Document extract:
|---|
Hip hop’s history abounds with fat, thick, full-bodied figures. From women pioneers such as Heather B, Missy Elliot, and Queen Latifah to groups like the Fat Boys and solo acts including Heavy D, Fat Joe, Big Pun, Big Boi, Bone Crusher, and the Notorious B.I.G., big, black and brown bodies have occupied a salient if unspoken centrality in the evolution of hip hop’s culture and poetics. The differences between and among these acts are profuse; gender and ethnic disparities, stylistic diversions, target audience markets, and more distinguish each of these artists, as does the extent to which the spectacle of fatness figures as part of their creative personae.

Of this limited roll call of corpulent rappers, it’s the earlier names—the women—around whom rumors of queerness and same-sex erotics have circulated. Speculation about rapper Missy Elliott’s sexual relationship with R&B singer and label mate Tweet; the excitement over rapper-turned-Cover Girl Queen Latifah’s misreported coming out in June 2012; and the ample word-of-mouth that has swirled about old-school hip hopper Heather B’s relationships with women for decades1 all highlight the function of queerness and queer optics in understanding both hip hop celebrity and hip hop corporeality. That these are women achieving economic and cultural capital in one of America’s many masculinist, heteropatriarchal industries upsets gender norms and no doubt contributes to the rhetoric of nonnormativity that surrounds them. Yet what does it mean that these figures depart not only from economic and gender norms, but also from norms of bodily shape and size?

This paper considers the links between fatness, blackness, and queerness on the terrain of late-twentieth-century hip hop culture. Examining the poetic and iconographic resonances of queerness and fatness in 1990s hip hop allows us [End Page 200] to parse out connections between these alterities, and to examine the nuanced ways in which difference functions in twentieth- and twenty-first-century American culture. If fatness bears some unspoken link to queerness for rappers like Elliot and Latifah, whose corpulence remains decidedly unarticulated in their names and in much of their work, where do we find the link between fatness and queerness for those other rappers who do claim bodily profusion as part of their brand and spectacle? How does hip hop queer fat bodies, and what can the queer corpulences of hip hop tell us about anti-normative theorizing?
|---|
Direction:
Reproduce the passage on fatness and queerness in hip hop word for word, between "This paper considers" and "about anti-normative theorizing?", inclusive.

Excerpt from a dataset
|---|
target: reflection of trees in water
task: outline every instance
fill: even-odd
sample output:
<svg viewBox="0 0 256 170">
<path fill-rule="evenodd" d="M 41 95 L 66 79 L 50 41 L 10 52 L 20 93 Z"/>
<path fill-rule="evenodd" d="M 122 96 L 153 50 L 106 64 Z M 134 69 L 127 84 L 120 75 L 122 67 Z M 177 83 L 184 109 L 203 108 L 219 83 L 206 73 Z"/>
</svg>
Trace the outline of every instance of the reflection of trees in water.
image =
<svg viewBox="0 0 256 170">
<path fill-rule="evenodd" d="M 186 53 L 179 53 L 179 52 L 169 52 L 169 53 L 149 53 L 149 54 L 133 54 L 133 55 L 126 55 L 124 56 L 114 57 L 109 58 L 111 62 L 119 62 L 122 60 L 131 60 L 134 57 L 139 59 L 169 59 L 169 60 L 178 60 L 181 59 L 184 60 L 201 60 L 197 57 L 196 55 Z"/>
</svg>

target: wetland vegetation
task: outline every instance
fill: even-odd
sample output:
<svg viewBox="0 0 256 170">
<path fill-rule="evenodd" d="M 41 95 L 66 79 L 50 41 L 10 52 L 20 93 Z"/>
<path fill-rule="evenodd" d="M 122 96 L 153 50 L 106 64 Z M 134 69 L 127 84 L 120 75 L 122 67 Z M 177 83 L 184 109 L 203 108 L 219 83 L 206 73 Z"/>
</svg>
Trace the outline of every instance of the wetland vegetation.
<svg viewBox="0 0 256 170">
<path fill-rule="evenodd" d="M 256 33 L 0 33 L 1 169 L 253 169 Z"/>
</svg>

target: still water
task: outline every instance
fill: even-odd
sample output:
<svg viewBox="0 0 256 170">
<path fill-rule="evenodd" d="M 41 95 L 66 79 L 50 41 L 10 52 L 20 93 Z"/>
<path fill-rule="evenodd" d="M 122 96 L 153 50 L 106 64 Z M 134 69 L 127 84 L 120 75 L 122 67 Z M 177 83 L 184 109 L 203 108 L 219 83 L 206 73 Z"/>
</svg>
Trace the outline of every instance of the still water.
|---|
Finished exercise:
This paper considers the links between fatness, blackness, and queerness on the terrain of late-twentieth-century hip hop culture. Examining the poetic and iconographic resonances of queerness and fatness in 1990s hip hop allows us [End Page 200] to parse out connections between these alterities, and to examine the nuanced ways in which difference functions in twentieth- and twenty-first-century American culture. If fatness bears some unspoken link to queerness for rappers like Elliot and Latifah, whose corpulence remains decidedly unarticulated in their names and in much of their work, where do we find the link between fatness and queerness for those other rappers who do claim bodily profusion as part of their brand and spectacle? How does hip hop queer fat bodies, and what can the queer corpulences of hip hop tell us about anti-normative theorizing?